◆ What the exercise asks
Turn the rows below into a numbered list, leaving out any blank lines.

◆ Source material
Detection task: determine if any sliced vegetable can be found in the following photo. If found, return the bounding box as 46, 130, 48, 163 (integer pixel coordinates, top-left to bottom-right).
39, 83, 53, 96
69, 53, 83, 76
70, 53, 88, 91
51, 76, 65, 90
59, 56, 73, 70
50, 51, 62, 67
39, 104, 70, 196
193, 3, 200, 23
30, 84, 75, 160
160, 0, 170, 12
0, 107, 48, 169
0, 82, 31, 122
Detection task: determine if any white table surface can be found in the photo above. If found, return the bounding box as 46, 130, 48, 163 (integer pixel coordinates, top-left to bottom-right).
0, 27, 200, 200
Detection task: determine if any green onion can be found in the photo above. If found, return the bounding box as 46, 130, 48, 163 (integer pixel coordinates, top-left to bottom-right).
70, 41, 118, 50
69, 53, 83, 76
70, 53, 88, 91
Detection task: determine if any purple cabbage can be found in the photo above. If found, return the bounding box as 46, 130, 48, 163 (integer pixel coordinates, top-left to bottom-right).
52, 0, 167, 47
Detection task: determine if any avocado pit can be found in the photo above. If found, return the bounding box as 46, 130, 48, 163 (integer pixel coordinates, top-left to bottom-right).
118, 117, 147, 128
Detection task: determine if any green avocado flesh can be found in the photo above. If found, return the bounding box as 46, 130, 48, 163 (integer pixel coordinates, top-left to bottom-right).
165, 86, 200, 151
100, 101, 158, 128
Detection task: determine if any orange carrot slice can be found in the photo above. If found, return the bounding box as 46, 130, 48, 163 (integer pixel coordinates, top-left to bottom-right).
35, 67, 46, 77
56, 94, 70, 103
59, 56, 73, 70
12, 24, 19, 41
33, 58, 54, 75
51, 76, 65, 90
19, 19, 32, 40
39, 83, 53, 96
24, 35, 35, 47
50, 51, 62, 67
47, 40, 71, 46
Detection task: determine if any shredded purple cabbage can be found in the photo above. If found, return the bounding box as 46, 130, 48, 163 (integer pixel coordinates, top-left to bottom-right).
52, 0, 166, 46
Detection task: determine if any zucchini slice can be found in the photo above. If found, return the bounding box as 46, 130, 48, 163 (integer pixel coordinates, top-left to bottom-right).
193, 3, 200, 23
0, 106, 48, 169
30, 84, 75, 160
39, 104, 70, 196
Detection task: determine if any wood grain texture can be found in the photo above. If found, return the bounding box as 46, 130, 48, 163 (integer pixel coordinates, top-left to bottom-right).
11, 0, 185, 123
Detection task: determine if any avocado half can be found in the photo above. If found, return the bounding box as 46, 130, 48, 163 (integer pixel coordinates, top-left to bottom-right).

◆ Completed exercise
1. Detection task: determine if any sliced vegetable can be found in the following photo. If found, return the bounding box as 46, 130, 48, 163 (integer pixel coordinates, top-left to bottom-right).
2. 39, 83, 53, 96
3. 69, 53, 83, 76
4. 70, 53, 88, 91
5. 51, 76, 65, 90
6. 59, 56, 73, 70
7. 50, 51, 62, 67
8. 39, 104, 70, 196
9. 193, 3, 200, 23
10. 30, 84, 75, 160
11. 160, 0, 170, 12
12. 0, 107, 48, 169
13. 0, 82, 31, 122
14. Detection task: determine if any white table surface can be found in the photo above. If found, return the bounding box as 46, 130, 48, 163 (integer pixel coordinates, top-left to bottom-right).
15. 0, 27, 200, 200
16. Detection task: determine if any green onion can be found in the photo above. If found, return the bounding box as 46, 130, 48, 163 (integer pixel coordinates, top-left to bottom-right).
17. 70, 41, 118, 50
18. 69, 53, 83, 76
19. 70, 53, 88, 91
20. Detection task: determine if any purple cabbage can be found in the photo above. If found, return the bounding box as 46, 130, 48, 163 (integer pixel coordinates, top-left to bottom-right).
21. 52, 0, 167, 47
22. Detection task: determine if any avocado pit can be found in the photo above. If found, return the bounding box as 46, 130, 48, 163 (integer pixel coordinates, top-left to bottom-right).
23. 118, 117, 147, 128
24. Detection task: determine if any green avocado flesh can be found in the photo above. If found, return the bounding box as 46, 130, 48, 163 (integer pixel coordinates, top-left to bottom-right).
25. 165, 86, 200, 151
26. 100, 101, 158, 128
27. Detection task: determine if any orange carrot slice can be found in the photo above. If found, return the bounding box as 46, 130, 48, 163 (integer pixel coordinates, top-left to bottom-right).
28. 35, 67, 46, 77
29. 56, 94, 70, 103
30. 59, 56, 73, 70
31. 12, 24, 19, 41
32. 33, 58, 54, 75
33. 51, 76, 65, 90
34. 19, 19, 32, 40
35. 39, 83, 53, 96
36. 24, 35, 35, 47
37. 50, 51, 62, 67
38. 47, 40, 71, 46
39. Detection task: determine if any shredded purple cabbage can be found in the photo above. If found, return the bounding box as 46, 130, 48, 163 (integer pixel coordinates, top-left to bottom-right).
40. 52, 0, 166, 46
41. Detection task: determine if any zucchini slice can be found in the photo above. If found, return the bounding box as 46, 130, 48, 163 (integer pixel coordinates, top-left to bottom-right).
42. 193, 3, 200, 23
43. 0, 106, 48, 169
44. 30, 84, 75, 160
45. 39, 104, 70, 196
46. Detection task: determine if any wood grain texture can be found in the photo above. If found, return the bounding box as 46, 130, 48, 163 (integer pixel coordinates, top-left to bottom-right).
47. 11, 0, 185, 123
48. Detection task: determine if any avocado half can be found in the photo above. If found, return the bounding box as 46, 130, 48, 163 (integer pixel coordinates, top-left to bottom-right).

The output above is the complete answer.